» ACTIVITY:
From the material below, return every line that includes "Example".

» DATA FOR THIS EXERCISE:
--- --- ---
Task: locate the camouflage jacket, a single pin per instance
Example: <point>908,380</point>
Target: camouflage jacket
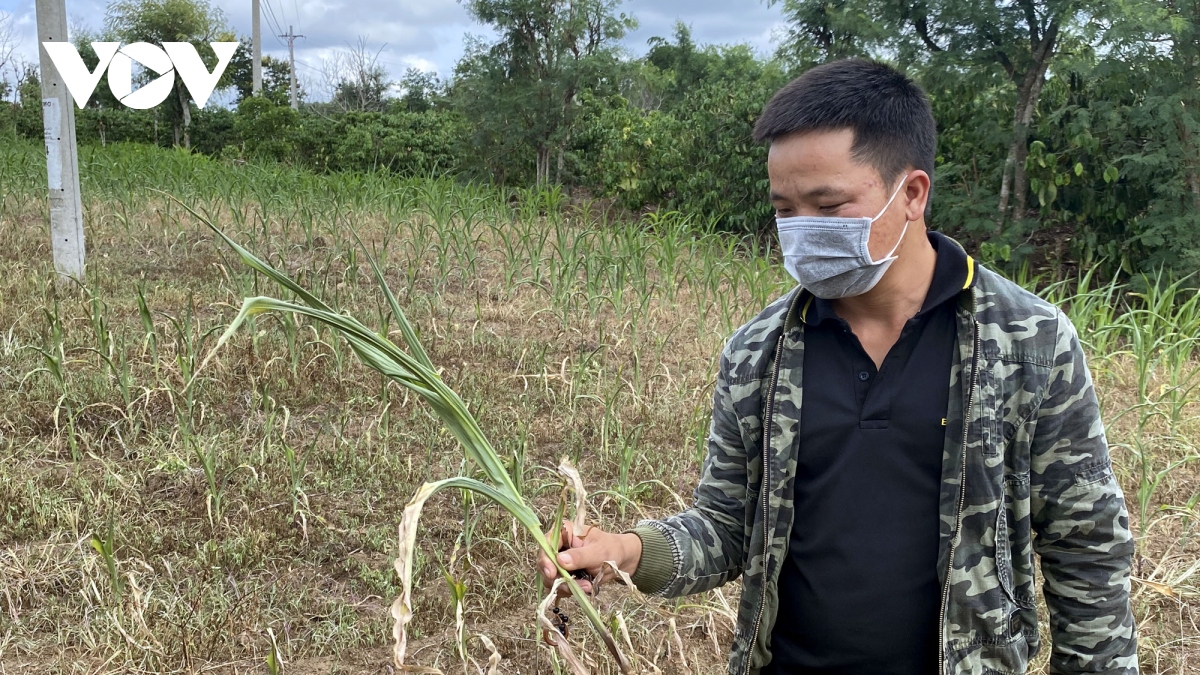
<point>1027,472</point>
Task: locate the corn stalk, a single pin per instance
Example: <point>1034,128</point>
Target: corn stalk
--- --- ---
» ANSWER TO THIS EXERCISE:
Example: <point>908,380</point>
Example: <point>1034,128</point>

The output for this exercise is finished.